Christine Lagarde, presidente do BCE.
Christine Lagarde, presidente do BCE. EPA/RONALD WITTEK

Lagarde espera que salários caiam mais para terminar alívio nas taxas de juro este ano

"Todos os indicadores confirmam a nossa confiança de que os salários em 2025 vão baixar”, especialmente no “setor dos serviços”, que é mais “intensivo” em empregos, congratulou-se Christine Lagarde, a presidente do BCE.
Publicado a
Atualizado a

Os salários devem e vão cair mais nos próximos meses, sobretudo “no setor dos serviços”, onde está o turismo, e isso ajudará a descer o que falta na inflação deste ano, permitindo, finalmente, que o Banco Central Europeu (BCE) dê por concluída a atual fase de descida de taxas de juro, afirmou ontem, quinta-feira, Christine Lagarde, a presidente da autoridade monetária europeia.

### [Dados apresentados]
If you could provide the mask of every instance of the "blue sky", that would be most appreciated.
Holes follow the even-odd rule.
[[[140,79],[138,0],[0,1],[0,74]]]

### [Requisitos]
Reproduz a notícia sobre Christine Lagarde desde "Christine Lagarde, presidente do BCE. EPA/RONALD" até "a presidente do BCE.", inclusive, trocando "salários" por "vencimentos". O material não tem qualquer papel nesta tarefa.

### [Resultado do exercício]
Christine Lagarde, presidente do BCE. EPA/RONALD WITTEK

Lagarde espera que vencimentos caiam mais para terminar alívio nas taxas de juro este ano

"Todos os indicadores confirmam a nossa confiança de que os vencimentos em 2025 vão baixar”, especialmente no “setor dos serviços”, que é mais “intensivo” em empregos, congratulou-se Christine Lagarde, a presidente do BCE.